## À faire
[1] Dans le texte sur l'histoire et le patriotisme, relevez tous les sujets dont peu d'Allemands seraient, selon lui, capables de parler avec calme.
[2] Répondez à ces questions d'après le texte sur l'histoire et le patriotisme :
(a) Que sont respectivement le patriotisme et l'histoire ?
(b) Par qui la Gaule avait-elle été aisément conquise ?
(c) Comment les Allemands entrent-ils dans un document ?
[3] Prolongez le texte sur l'histoire et le patriotisme à partir de sa dernière phrase.

## Texte extrait
------------------------------------------------

Il est dangereux, d’après lui, de confondre le patriotisme, qui est une vertu, et l’histoire, qui est une science[5]. Comme on lui reprochait d’avoir dit que la Gaule avait été aisément conquise par César, il répondait sèchement qu’il l’avait dit parce que c’était la vérité. Alléguer que les Gaulois ont dû lutter longtemps et s’insurger nécessairement contre la domination romaine, c’est peut-être agir en bon Français ; mais c’est oublier que l’histoire est une science, et non pas un art où chacun s’abandonne à l’inspiration du moment[6]. Il considérait le chauvinisme des Allemands comme l’origine d’une infinité d’erreurs. Je ne sais, dit-il, s’il y en a parmi eux qui soient capables de parler avec calme des batailles de Bouvines ou d’Iéna, d’Arminius ou de Conradin, des vertus des Germains de Tacite ou de l’essence germanique de certains radicaux... Ils connaissent les textes, et analysent dans la perfection tous ceux qui n’ont aucun rapport avec l’histoire de leur patrie ; mais ici l’analyse prend un caractère particulier ; leur texte se prête à toutes les idées qu’ils ont d’avance en l’esprit, à tous les sentiments qui bouillonnent clans leur cœur, Ils l’interprètent, ils le modifient, ils en font ce que leur sentiment veut qu’il soit. Ils ont toujours, même en érudition, l’humeur guerroyante. Ils entrent dans un document comme dans un pays conquis, et bien vite ils en font une terre d’Empire[7].

------------------------------------------------

## Données saisies

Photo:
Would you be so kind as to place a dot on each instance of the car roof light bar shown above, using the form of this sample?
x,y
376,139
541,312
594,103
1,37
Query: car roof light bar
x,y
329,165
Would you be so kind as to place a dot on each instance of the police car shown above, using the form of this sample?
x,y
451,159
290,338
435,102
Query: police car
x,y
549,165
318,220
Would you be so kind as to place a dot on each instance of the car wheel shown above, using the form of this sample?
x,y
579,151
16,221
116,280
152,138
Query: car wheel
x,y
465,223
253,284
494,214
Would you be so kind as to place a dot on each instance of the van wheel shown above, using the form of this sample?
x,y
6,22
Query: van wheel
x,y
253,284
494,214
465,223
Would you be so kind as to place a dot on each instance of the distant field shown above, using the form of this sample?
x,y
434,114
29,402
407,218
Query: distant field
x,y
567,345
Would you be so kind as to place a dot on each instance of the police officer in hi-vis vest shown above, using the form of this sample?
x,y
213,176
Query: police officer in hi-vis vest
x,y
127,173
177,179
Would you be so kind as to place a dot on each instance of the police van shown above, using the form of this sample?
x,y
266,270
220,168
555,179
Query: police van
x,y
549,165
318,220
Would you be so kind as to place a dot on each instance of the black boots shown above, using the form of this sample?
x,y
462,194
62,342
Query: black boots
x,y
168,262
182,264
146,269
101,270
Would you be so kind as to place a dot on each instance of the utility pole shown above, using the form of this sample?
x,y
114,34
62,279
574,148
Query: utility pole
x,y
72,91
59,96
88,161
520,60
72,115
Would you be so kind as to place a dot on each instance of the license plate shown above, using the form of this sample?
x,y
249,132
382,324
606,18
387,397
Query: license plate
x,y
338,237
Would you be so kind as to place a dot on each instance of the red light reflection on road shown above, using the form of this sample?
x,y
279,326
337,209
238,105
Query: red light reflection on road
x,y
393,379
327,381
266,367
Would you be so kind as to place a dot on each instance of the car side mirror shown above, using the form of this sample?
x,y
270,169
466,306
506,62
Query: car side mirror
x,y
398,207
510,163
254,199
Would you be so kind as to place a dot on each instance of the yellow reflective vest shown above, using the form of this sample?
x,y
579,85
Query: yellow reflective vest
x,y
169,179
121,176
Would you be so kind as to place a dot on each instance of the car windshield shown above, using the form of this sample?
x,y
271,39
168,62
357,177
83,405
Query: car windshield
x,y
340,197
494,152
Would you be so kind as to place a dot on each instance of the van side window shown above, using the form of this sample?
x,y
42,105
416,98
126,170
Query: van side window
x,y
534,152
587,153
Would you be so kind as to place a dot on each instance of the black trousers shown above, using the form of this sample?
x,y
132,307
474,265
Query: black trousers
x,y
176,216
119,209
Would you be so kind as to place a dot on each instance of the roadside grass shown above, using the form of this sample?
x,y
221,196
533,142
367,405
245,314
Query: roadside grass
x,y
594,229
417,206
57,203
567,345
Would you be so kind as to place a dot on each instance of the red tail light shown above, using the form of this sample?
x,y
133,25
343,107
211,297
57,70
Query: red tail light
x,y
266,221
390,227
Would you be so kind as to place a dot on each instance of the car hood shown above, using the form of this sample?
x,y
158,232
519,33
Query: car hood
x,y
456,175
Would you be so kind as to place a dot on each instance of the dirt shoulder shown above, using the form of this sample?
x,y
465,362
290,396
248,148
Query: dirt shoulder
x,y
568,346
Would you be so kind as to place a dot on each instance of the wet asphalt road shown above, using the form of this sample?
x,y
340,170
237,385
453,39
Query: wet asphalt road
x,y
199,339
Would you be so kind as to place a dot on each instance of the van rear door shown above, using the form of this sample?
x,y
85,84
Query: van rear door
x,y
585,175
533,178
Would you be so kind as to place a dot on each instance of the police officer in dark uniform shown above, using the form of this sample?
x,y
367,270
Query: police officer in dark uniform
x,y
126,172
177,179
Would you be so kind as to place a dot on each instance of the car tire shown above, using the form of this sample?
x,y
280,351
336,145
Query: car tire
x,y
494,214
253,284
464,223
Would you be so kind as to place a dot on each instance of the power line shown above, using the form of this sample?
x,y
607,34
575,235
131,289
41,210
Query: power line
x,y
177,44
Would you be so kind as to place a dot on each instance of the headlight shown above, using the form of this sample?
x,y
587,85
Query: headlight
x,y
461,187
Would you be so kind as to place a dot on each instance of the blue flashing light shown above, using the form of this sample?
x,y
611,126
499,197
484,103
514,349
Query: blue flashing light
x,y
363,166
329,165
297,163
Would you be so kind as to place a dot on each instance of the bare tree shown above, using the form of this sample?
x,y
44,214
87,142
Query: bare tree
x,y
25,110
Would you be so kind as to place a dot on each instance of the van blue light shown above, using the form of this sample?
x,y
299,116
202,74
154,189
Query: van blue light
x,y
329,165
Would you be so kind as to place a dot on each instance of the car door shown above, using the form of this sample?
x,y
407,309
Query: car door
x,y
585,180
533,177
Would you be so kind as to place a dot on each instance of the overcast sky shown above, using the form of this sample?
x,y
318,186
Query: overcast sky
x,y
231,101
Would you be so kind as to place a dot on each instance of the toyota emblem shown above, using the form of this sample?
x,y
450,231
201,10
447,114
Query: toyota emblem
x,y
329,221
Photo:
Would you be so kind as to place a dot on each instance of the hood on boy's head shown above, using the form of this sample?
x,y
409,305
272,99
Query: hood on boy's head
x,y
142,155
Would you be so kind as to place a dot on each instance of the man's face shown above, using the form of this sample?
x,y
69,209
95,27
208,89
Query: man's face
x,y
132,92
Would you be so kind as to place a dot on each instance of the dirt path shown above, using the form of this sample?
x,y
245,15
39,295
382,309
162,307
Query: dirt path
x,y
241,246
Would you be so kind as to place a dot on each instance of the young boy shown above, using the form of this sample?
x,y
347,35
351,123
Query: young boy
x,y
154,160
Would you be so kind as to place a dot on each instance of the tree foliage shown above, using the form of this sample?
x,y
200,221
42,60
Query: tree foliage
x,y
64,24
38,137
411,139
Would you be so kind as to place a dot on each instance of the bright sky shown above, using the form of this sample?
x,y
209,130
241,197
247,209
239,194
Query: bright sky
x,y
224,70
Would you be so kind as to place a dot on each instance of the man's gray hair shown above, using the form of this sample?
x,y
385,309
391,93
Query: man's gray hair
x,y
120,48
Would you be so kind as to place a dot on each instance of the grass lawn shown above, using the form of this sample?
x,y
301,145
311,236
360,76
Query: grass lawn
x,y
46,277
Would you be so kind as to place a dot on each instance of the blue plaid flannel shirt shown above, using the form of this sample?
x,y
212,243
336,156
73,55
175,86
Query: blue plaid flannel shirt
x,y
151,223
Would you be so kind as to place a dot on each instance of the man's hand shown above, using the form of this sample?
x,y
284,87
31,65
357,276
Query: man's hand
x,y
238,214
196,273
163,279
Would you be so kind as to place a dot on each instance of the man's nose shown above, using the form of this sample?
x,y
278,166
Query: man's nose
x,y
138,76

------------------------------------------------

## Réponses aux consignes
[1]
- la bataille de Bouvines
- la bataille d'Iéna
- Arminius
- Conradin
- les vertus des Germains de Tacite
- l'essence germanique de certains radicaux

[2]
(a) Le patriotisme est une vertu, et l'histoire est une science.
(b) Par César.
(c) Comme dans un pays conquis.

[3]
Dans un bel article où perce par endroits quelque aigreur, mais qui contient beaucoup de vrai, il insiste fortement sur ce point. La plupart des Allemands assujettissent leur science à leur patriotisme ; ils ne voient guère dans le passé que ce qui est favorable à l’intérêt de leur pays ; leurs livres sont autant de panégyriques eu l’honneur de leur race, et autant de pamphlets contre les ennemis qu’elle a eu à combattre. Le culte de la patrie est la fin suprême de leurs travaux. Ce qu’ils condamnent chez les autres, ils l’admirent chez eux. Ils altèrent les faits, non par calcul, mais de très bonne foi et presque à leur insu. Leur érudition marche de concert avec les ambitions nationales et s’évertue à leur créer des titres[8].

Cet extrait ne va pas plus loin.